* [Work task]: Start at the line below containing "Where can the wooden" and stop at the line containing "Target: wooden scoop". Repeat every line of that stretch exactly, and nothing outside it.

* [Supplied records]:
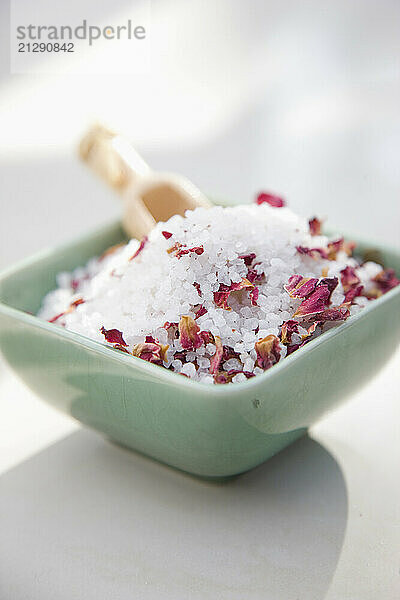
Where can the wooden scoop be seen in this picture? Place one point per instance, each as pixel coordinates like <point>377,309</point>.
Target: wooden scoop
---
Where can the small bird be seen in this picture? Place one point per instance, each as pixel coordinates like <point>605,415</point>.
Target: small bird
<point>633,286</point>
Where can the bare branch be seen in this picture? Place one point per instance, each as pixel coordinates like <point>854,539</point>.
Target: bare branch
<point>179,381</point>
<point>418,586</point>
--
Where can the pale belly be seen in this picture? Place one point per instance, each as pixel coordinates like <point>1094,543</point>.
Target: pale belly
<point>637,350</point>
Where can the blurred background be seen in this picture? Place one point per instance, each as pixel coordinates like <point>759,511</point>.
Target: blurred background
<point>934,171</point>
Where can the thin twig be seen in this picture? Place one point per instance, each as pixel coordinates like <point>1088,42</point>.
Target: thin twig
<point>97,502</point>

* [Output]:
Where can the wooden scoop be seen in this picture? Place one point per instance, each as pixel coordinates like <point>377,309</point>.
Target: wooden scoop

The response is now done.